# slsh 30



## Finny (Aug 20, 2006)

Headed to the wild woods Thurs for a week and 
I'm chucking 6& 8 oz tennis balls 90 to a 120 yards easy. Just a smooth OTG cast don't touch
the reel till it hits the ground. Man I like that reel.
My 12 YO is chucking the penn 10 mag on a 9' solars 60 to 80 yards were spooled up with 30lb fireline with 40lb mono leaders.I'm feeling good 
going to grab some croker in the suds and send them out with a wire leader and a BIG hook de dum de dum. I'm just saying cause we aint got to
bring no spinning gear this trip two penn 10s slsh30
and a penn 140 [goes as far as the 30 just takes longer to reel in] 
I like to thank that Tommy Farmer guy and all
the other long casting guys on this form cause you made it a lot easyer to learn this type of casting
that me and my son can spend a lifetime prefecting. I feel were off to a good start!

(Coordinate annotation lines)

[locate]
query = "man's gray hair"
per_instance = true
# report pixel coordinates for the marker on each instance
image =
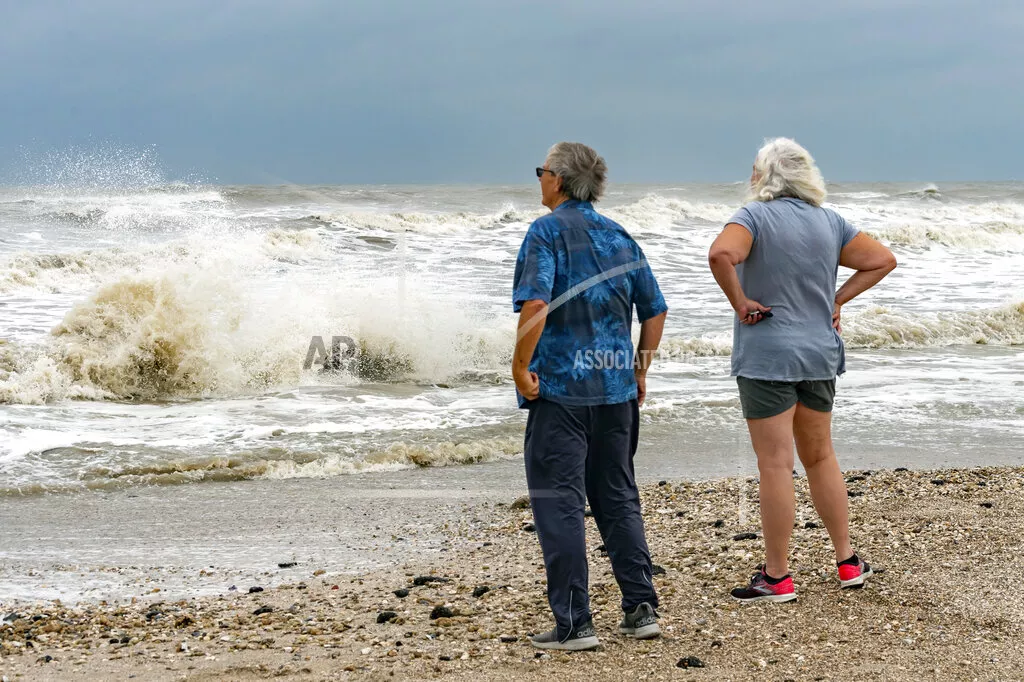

● Goal:
Answer these questions about the fishing forum post:
1. What weights of tennis balls is the poster casting?
2. What line and leaders are the reels spooled with?
3. How long is the upcoming trip?
Answer from the forum post alone.

● Task output:
1. 6 and 8 oz tennis balls.
2. 30lb fireline with 40lb mono leaders.
3. A week.